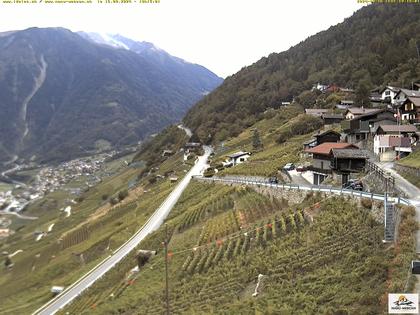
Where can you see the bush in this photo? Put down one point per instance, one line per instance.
(122, 194)
(366, 203)
(113, 201)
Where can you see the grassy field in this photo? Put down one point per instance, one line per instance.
(5, 187)
(274, 155)
(78, 242)
(223, 237)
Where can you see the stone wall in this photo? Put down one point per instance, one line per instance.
(407, 169)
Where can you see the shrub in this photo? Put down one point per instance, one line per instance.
(113, 201)
(122, 194)
(366, 203)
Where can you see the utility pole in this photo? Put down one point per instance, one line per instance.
(166, 269)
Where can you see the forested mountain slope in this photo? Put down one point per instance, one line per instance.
(375, 46)
(61, 94)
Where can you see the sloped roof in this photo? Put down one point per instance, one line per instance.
(392, 88)
(350, 154)
(326, 147)
(316, 110)
(326, 132)
(411, 93)
(398, 128)
(374, 112)
(361, 110)
(238, 154)
(414, 100)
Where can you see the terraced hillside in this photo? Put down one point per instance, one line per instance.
(223, 237)
(104, 217)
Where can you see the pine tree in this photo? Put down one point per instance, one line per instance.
(256, 141)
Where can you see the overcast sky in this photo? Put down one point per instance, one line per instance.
(222, 35)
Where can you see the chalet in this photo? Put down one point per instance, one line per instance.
(410, 110)
(375, 97)
(394, 141)
(317, 112)
(321, 137)
(322, 158)
(327, 136)
(320, 87)
(353, 112)
(344, 104)
(403, 94)
(192, 146)
(237, 158)
(388, 93)
(362, 126)
(330, 119)
(346, 161)
(167, 152)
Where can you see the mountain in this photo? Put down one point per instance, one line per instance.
(378, 45)
(62, 94)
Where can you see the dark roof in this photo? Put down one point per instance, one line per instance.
(315, 111)
(414, 100)
(392, 88)
(312, 140)
(398, 128)
(411, 93)
(332, 116)
(361, 110)
(326, 132)
(374, 111)
(238, 154)
(350, 153)
(326, 147)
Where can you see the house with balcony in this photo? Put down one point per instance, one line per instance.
(354, 112)
(336, 159)
(410, 110)
(403, 94)
(394, 141)
(388, 94)
(363, 126)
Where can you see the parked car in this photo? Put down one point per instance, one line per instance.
(289, 167)
(354, 184)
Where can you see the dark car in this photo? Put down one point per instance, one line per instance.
(301, 168)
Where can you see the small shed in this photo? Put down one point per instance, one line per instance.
(239, 157)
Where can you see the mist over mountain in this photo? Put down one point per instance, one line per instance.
(378, 45)
(64, 93)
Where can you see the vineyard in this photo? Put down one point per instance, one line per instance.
(215, 260)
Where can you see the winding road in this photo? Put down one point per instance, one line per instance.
(152, 224)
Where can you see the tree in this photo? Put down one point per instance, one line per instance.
(122, 194)
(256, 141)
(363, 93)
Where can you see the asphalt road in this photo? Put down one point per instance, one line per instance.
(412, 191)
(151, 225)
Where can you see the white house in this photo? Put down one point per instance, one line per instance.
(388, 94)
(403, 94)
(354, 112)
(237, 158)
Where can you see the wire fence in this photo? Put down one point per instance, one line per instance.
(314, 188)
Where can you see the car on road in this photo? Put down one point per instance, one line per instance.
(354, 184)
(289, 167)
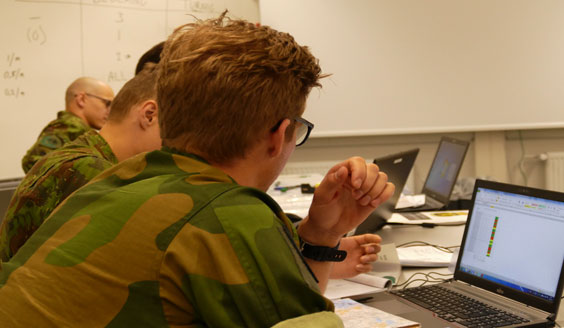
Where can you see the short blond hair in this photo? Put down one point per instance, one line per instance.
(223, 83)
(140, 88)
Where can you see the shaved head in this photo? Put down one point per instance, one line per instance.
(90, 100)
(86, 85)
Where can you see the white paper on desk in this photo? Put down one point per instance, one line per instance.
(424, 256)
(437, 217)
(357, 315)
(388, 265)
(406, 201)
(293, 200)
(339, 288)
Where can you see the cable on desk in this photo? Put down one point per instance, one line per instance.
(428, 278)
(446, 249)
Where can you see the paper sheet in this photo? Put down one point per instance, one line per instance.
(357, 315)
(423, 256)
(293, 200)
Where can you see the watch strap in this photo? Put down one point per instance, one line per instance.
(322, 253)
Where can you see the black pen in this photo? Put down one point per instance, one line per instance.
(364, 299)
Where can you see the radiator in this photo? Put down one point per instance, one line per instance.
(554, 174)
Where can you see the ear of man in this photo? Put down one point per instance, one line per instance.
(148, 114)
(277, 138)
(80, 100)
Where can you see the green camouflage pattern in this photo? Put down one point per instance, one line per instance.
(162, 239)
(65, 128)
(48, 183)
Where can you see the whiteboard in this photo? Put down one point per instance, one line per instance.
(45, 45)
(419, 66)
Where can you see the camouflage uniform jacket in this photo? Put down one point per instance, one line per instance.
(162, 239)
(65, 128)
(48, 183)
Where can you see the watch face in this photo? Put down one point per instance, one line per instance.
(323, 253)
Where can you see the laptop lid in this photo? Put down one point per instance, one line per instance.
(7, 188)
(397, 167)
(445, 169)
(512, 244)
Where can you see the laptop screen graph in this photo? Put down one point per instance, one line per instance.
(515, 240)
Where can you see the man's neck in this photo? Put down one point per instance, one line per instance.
(121, 143)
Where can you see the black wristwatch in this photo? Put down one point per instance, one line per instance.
(322, 253)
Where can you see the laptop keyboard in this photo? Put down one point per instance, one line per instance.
(455, 307)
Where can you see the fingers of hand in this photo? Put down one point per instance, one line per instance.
(363, 268)
(367, 238)
(372, 189)
(369, 258)
(383, 196)
(359, 171)
(331, 183)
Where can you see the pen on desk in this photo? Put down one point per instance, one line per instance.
(364, 299)
(286, 188)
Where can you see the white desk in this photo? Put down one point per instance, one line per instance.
(441, 235)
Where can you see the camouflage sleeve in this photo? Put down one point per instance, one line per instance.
(51, 138)
(31, 205)
(243, 269)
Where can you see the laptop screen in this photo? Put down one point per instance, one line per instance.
(445, 168)
(515, 240)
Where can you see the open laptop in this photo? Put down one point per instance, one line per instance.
(397, 167)
(441, 177)
(511, 259)
(7, 188)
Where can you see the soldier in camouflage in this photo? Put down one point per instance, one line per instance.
(186, 236)
(87, 104)
(132, 128)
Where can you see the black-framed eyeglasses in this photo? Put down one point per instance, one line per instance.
(303, 129)
(107, 102)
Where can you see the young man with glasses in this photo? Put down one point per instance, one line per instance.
(187, 236)
(87, 105)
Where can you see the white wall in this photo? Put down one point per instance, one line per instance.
(534, 143)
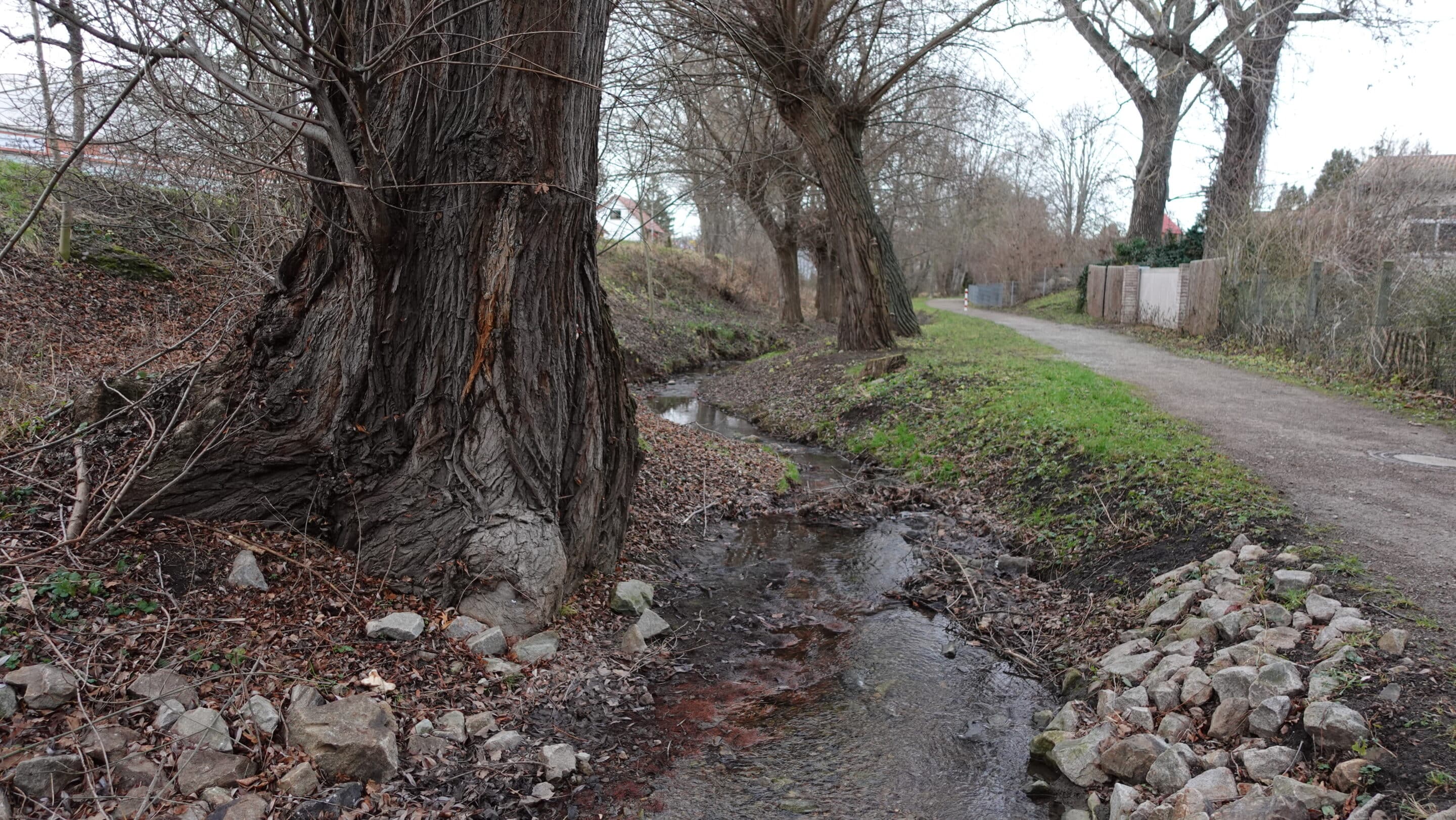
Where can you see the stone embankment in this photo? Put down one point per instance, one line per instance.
(1226, 703)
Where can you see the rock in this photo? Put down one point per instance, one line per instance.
(168, 714)
(1043, 743)
(1234, 682)
(560, 761)
(1230, 720)
(247, 807)
(539, 647)
(204, 729)
(262, 713)
(1320, 608)
(1292, 580)
(1165, 695)
(497, 666)
(479, 724)
(1268, 764)
(353, 738)
(1123, 802)
(200, 769)
(108, 742)
(631, 597)
(1268, 717)
(1167, 668)
(1312, 797)
(632, 641)
(1066, 718)
(504, 742)
(464, 627)
(1334, 726)
(165, 685)
(487, 643)
(49, 775)
(300, 781)
(651, 625)
(247, 574)
(396, 627)
(1263, 807)
(1197, 688)
(1130, 758)
(1174, 727)
(1134, 647)
(1171, 772)
(46, 686)
(1141, 717)
(1132, 668)
(1078, 758)
(1392, 641)
(1251, 552)
(1279, 678)
(1347, 777)
(1172, 611)
(1350, 625)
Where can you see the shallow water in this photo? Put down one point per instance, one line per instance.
(817, 694)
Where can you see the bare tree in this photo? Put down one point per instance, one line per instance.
(436, 372)
(1155, 79)
(1079, 166)
(829, 66)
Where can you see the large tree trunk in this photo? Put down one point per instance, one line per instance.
(1237, 177)
(444, 386)
(874, 302)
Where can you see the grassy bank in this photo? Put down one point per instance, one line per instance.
(1076, 459)
(688, 317)
(1389, 395)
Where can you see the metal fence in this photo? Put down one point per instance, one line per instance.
(1397, 321)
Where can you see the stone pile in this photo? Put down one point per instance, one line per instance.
(1192, 716)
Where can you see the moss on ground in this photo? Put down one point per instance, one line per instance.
(1076, 459)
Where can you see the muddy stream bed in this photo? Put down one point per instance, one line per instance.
(807, 691)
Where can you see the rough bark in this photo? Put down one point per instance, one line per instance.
(442, 385)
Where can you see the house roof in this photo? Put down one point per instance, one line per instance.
(628, 204)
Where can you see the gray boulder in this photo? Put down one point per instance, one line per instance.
(1078, 758)
(1268, 717)
(262, 713)
(166, 685)
(204, 729)
(539, 647)
(353, 739)
(464, 627)
(247, 574)
(487, 643)
(47, 777)
(204, 768)
(1268, 764)
(1132, 758)
(1334, 726)
(46, 686)
(396, 627)
(631, 597)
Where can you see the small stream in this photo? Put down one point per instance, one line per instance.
(808, 693)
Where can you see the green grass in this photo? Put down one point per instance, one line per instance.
(1061, 307)
(1075, 456)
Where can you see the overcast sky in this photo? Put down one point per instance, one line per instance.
(1339, 90)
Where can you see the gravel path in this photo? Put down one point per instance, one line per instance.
(1315, 448)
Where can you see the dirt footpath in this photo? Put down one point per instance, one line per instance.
(1321, 451)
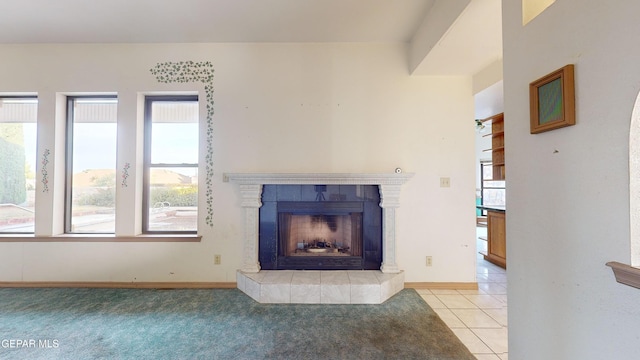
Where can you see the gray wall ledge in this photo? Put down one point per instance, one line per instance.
(625, 274)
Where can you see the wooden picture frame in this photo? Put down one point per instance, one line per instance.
(552, 101)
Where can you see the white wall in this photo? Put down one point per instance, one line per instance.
(278, 108)
(568, 189)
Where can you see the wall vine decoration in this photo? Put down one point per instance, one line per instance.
(186, 72)
(45, 172)
(125, 174)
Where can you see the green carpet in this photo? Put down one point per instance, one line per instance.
(55, 323)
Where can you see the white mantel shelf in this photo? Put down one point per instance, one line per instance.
(318, 178)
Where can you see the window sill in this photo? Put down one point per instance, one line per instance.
(625, 274)
(100, 238)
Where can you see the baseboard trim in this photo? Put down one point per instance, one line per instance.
(442, 285)
(118, 285)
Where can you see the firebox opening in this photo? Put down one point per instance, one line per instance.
(320, 227)
(320, 235)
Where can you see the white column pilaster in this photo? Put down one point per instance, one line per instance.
(389, 201)
(251, 202)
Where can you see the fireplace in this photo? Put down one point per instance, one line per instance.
(258, 205)
(320, 227)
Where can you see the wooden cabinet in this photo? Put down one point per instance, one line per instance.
(497, 145)
(496, 238)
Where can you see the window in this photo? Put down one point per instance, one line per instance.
(91, 164)
(171, 164)
(18, 125)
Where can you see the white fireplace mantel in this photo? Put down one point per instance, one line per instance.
(251, 191)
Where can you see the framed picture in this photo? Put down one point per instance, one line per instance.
(552, 99)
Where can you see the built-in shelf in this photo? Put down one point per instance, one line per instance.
(625, 274)
(497, 145)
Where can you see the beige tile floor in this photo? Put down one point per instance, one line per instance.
(477, 317)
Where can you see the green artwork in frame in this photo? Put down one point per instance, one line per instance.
(552, 100)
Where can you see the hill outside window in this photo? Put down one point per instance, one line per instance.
(90, 205)
(170, 197)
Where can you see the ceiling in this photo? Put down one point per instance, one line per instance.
(198, 21)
· · · · ·
Problem details:
Exactly reproduce the line containing "Where can you see the beige" and all lines after it in the material, stopping only at the end.

Result of this task:
Where can you see the beige tile floor in this photo? Put down one point per instance, one line per instance.
(477, 317)
Where can you see the green artwork in frame in this photo? Put down one point per instance, one line per instance.
(552, 100)
Where can you see the hill outside window in this photo? Put down one point per instance, one line per instance.
(90, 205)
(170, 197)
Where can you see the ceiling in this photo? Put down one point per instance, one line per instance.
(198, 21)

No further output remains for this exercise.